◆ What this task involves
Please print the lines of the entries below character for character. Begin at the line that contains "of the sandstone", stop after the line that contains "[(926, 696)]", and print nothing else.
··· Data records
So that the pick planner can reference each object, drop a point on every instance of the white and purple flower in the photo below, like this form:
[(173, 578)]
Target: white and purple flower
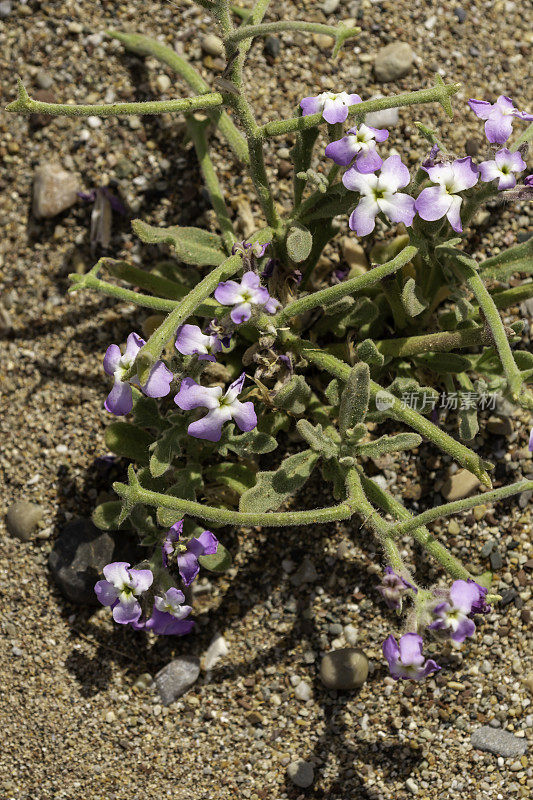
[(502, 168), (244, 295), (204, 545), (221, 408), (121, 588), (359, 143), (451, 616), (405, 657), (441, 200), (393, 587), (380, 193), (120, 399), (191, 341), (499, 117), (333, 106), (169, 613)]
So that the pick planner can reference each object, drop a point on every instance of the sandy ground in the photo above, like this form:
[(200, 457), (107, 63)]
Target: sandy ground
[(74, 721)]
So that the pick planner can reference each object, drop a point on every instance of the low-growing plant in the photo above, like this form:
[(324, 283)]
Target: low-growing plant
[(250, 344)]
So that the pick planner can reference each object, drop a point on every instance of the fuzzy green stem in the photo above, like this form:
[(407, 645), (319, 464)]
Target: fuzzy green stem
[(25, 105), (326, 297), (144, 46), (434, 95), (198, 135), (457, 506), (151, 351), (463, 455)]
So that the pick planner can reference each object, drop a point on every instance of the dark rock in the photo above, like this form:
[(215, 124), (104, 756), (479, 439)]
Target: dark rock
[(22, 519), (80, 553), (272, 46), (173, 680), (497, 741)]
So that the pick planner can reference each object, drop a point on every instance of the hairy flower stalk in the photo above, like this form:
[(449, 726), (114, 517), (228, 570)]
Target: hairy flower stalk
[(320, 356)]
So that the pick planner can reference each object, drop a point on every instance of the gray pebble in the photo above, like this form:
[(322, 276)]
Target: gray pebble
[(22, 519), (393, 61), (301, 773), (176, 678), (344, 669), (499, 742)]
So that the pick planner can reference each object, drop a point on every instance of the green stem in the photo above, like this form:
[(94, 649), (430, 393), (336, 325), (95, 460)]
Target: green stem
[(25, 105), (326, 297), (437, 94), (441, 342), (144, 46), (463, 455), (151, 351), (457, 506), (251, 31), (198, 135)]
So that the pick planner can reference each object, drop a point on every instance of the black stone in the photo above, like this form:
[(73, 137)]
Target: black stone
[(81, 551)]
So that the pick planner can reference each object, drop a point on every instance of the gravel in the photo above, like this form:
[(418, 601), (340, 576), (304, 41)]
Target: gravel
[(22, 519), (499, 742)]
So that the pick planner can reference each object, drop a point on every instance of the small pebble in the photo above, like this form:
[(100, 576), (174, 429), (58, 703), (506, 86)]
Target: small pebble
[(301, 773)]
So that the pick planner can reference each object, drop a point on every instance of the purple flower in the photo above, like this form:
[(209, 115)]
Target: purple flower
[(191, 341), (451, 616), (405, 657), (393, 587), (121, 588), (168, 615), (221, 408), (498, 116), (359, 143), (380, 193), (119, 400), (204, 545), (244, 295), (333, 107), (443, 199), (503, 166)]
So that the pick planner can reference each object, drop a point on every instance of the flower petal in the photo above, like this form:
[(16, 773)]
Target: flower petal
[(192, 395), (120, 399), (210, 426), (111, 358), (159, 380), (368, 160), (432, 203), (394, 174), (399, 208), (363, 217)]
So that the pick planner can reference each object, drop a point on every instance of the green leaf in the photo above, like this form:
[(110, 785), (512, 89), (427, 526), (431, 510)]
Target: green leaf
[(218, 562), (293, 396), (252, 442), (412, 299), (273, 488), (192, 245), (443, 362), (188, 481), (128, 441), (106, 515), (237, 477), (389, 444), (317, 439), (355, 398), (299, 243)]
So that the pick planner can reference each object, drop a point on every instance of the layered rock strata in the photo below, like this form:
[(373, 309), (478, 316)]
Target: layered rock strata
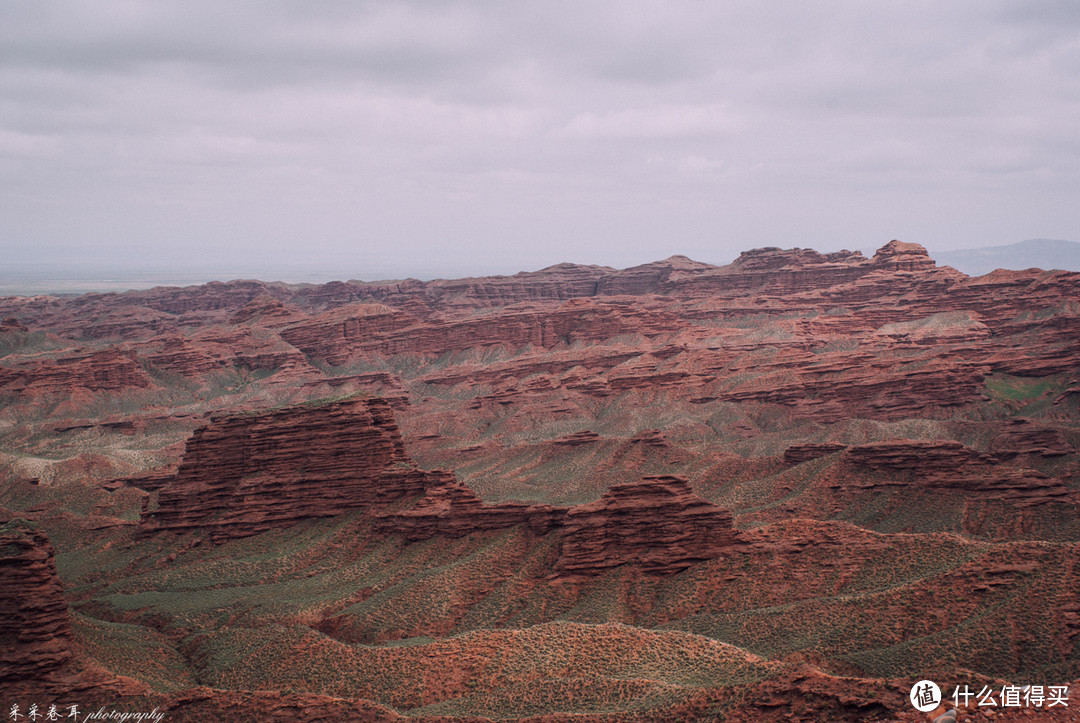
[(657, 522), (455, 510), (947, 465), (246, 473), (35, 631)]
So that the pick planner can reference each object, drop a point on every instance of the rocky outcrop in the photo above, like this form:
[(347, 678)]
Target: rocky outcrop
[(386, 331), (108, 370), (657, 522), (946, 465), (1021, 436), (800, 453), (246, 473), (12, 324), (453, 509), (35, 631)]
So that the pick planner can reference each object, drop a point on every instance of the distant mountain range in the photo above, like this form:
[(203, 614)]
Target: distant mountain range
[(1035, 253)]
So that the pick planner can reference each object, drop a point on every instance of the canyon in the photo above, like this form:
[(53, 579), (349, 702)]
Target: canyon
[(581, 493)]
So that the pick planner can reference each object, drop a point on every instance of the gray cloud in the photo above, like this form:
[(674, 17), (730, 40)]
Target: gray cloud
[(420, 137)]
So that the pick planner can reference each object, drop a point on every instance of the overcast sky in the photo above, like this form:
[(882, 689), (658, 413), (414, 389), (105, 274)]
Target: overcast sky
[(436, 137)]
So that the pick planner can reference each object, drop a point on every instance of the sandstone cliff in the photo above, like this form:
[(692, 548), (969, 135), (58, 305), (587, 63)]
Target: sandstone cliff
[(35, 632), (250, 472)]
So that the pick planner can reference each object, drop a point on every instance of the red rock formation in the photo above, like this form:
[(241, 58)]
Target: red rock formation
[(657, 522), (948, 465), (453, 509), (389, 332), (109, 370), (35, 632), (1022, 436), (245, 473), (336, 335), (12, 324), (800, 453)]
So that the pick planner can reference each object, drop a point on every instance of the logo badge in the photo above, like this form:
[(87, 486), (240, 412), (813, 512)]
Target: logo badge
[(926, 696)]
······
··· Data records
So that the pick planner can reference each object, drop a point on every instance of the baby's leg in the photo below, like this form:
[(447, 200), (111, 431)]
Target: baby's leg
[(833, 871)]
······
··· Data records
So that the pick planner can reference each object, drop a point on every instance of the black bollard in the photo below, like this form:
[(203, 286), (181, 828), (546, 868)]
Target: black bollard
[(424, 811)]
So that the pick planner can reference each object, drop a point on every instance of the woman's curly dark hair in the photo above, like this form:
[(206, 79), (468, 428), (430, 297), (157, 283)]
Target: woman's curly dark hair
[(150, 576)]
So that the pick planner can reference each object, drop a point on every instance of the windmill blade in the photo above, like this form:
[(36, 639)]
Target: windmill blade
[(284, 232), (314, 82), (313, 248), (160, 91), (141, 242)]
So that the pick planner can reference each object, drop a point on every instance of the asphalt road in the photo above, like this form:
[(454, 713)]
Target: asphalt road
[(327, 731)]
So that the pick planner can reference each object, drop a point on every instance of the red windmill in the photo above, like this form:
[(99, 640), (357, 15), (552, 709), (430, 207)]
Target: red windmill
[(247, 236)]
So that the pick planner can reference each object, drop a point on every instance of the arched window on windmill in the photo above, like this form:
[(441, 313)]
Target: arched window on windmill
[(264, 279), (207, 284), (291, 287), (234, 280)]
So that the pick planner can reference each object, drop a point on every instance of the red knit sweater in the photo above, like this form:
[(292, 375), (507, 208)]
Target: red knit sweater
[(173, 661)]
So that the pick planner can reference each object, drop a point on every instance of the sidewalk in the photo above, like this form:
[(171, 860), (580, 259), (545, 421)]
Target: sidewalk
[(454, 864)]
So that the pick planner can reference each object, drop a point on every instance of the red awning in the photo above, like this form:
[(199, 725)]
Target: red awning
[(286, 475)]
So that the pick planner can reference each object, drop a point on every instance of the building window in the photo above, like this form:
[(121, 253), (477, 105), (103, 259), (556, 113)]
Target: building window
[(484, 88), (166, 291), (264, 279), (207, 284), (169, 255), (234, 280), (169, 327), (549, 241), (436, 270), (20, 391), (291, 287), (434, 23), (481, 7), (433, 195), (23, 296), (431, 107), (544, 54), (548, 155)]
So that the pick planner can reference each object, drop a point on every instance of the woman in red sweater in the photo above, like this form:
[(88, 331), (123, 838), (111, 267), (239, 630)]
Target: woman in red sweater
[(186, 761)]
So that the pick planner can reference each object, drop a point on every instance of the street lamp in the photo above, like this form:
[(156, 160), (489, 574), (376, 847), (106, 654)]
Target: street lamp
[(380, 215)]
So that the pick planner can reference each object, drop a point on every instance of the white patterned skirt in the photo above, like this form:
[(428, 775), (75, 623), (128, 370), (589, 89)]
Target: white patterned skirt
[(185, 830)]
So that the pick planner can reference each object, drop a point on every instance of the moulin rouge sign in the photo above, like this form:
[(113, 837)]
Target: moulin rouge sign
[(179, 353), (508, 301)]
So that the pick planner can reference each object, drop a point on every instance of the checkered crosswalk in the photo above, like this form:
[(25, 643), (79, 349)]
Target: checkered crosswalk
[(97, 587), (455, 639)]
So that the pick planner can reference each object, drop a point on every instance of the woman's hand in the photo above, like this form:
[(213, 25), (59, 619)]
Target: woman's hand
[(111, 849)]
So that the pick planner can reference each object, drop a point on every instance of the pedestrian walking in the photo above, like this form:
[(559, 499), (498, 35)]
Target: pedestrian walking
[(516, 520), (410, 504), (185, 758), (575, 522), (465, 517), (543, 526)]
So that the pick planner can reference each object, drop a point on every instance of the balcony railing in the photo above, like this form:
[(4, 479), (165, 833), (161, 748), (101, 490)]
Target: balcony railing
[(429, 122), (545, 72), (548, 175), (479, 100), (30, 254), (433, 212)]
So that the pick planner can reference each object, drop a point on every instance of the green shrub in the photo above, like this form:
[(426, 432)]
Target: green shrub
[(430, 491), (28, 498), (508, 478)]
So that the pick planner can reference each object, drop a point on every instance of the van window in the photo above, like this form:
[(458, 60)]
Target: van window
······
◆ Right answer
So that the pick planner can reference each object, drop a point on every instance of the sandstone cliff in the photo above, like this form:
[(692, 548), (969, 135), (58, 305), (587, 63)]
Target: sandstone cliff
[(35, 632), (250, 472)]
So that the pick planner can reference each object, drop a point on every instance of the red rock formation in the photo above, like this form:
[(241, 58)]
Target: red rock formation
[(657, 522), (948, 465), (453, 509), (389, 332), (109, 370), (35, 632), (1022, 436), (245, 473), (336, 335), (12, 324), (800, 453)]
So that the pick planner can reference each object, drop a point on every instance of the logo badge in the photo above, like this form:
[(87, 486), (240, 412), (813, 512)]
Target: logo badge
[(926, 696)]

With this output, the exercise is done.